**TASK TO COMPLETE:**
May I have the lines from the one containing "class is wooden" to the end of the entries, returned exactly and with nothing else?

**DATA SUPPLIED:**
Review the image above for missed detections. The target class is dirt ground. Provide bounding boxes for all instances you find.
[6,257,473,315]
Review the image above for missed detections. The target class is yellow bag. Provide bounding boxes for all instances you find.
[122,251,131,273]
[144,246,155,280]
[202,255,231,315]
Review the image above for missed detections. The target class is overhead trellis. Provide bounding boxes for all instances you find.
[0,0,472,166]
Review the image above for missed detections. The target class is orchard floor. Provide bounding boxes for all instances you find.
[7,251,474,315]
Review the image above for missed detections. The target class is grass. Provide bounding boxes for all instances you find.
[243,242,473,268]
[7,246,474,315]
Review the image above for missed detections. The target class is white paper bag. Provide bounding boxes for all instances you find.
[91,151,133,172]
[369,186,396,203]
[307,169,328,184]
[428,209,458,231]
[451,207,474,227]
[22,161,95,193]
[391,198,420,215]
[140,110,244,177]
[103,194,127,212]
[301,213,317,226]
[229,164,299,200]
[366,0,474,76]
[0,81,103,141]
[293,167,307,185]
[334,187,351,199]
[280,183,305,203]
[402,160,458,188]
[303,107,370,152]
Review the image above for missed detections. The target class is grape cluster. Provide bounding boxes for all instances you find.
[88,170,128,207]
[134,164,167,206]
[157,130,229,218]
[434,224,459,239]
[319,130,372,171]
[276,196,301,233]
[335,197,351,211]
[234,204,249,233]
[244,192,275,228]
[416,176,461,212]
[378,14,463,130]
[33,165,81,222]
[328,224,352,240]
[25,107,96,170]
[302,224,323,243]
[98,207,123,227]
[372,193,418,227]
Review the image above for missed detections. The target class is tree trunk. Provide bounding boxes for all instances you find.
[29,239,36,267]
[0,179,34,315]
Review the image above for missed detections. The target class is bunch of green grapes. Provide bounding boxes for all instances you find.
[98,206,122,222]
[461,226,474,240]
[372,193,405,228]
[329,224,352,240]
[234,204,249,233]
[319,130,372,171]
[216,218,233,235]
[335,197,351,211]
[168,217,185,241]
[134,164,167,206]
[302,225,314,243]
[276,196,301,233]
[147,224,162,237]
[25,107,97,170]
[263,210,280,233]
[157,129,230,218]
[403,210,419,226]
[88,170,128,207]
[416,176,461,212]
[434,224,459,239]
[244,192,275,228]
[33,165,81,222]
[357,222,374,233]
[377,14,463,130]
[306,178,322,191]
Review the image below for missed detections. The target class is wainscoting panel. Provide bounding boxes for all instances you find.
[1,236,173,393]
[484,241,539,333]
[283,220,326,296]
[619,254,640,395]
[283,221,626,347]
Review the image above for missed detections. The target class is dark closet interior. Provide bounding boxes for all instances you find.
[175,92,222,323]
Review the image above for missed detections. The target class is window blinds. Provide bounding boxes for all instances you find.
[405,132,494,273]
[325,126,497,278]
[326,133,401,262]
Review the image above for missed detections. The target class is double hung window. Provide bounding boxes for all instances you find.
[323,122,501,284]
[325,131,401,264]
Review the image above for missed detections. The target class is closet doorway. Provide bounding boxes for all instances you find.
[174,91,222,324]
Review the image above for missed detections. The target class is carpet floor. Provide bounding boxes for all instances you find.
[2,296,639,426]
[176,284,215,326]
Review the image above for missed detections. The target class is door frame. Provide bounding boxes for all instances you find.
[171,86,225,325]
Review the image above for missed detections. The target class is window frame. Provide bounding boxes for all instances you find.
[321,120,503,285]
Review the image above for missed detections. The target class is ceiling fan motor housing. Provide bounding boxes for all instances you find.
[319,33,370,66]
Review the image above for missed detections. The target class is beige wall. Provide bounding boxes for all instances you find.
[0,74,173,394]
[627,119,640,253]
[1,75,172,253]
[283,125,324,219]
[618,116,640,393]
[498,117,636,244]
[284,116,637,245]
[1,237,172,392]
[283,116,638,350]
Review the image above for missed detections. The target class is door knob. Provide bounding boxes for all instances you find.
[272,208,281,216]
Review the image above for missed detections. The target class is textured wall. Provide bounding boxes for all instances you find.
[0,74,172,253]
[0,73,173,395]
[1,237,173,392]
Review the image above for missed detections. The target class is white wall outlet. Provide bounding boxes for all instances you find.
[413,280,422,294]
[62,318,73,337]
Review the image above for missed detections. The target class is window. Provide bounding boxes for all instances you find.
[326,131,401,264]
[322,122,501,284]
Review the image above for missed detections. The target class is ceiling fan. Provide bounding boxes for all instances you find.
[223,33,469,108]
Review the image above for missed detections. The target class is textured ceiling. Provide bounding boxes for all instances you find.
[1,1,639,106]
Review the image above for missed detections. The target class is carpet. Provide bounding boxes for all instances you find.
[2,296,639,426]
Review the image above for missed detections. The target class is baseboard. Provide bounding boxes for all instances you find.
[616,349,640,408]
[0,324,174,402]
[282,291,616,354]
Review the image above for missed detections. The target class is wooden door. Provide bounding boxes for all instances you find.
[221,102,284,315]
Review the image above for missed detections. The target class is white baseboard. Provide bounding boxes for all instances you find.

**RESPONSE FOR THIS EXERCISE:**
Review the image above for missed detections. The target class is wooden door. Provide bounding boxes for all instances you find.
[221,102,284,315]
Review the image above for missed detections. The target class is white baseboard. Provide bounding boxes for all instances you find.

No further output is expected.